Au cœur du problème, qui n'est donc pas simple : le souci de voir les juifs venir au Christ… L'historien de l'Eglise Thomas Kaufmann (in Les juifs de Luther, éd. Labor & Fides), résume cela en une phrase (p. 79) : « L'hostilité du Luther de la maturité a ses racines dans "l'amabilité" conditionnelle du Luther du début des années 1520. »

En lien précis avec cela, qui est commun au christianisme d’alors et renforcé chez Luther, la théologie luthérienne a défini ses relations avec le judaïsme comme celles avec l’Église catholique — et la plupart des autres traditions, chrétiennes ou non — en soulignant la polarité entre la Loi et l’Évangile, ce qui a conduit à parler d'autant de « religions légalistes », concernant catholiques comme juifs et tous les autres. Cela dans le cadre de la compréhension de ce que signifie la médiation du Christ et sa centralité (solus Christus).

#### Données:
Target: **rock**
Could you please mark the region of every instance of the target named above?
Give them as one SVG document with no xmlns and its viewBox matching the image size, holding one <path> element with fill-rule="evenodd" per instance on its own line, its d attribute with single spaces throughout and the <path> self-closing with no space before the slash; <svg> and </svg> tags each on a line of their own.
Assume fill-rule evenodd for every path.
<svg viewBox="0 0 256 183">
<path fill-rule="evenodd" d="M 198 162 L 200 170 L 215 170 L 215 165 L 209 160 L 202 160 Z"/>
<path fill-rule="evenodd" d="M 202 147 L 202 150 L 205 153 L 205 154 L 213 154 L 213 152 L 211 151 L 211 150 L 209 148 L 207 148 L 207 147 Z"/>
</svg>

#### Exercice:
Répondez aux questions suivantes à partir du texte.
1. Quel historien de l'Église le texte cite-t-il ?
2. Selon la phrase citée, où l'hostilité du Luther de la maturité a-t-elle ses racines ?
3. Quelle polarité la théologie luthérienne a-t-elle soulignée pour définir ses relations avec le judaïsme ?
Les lignes n'ont aucun lien avec le texte.

#### Réponse rédigée:
1. Thomas Kaufmann.
2. Dans « l'amabilité » conditionnelle du Luther du début des années 1520.
3. La polarité entre la Loi et l'Évangile.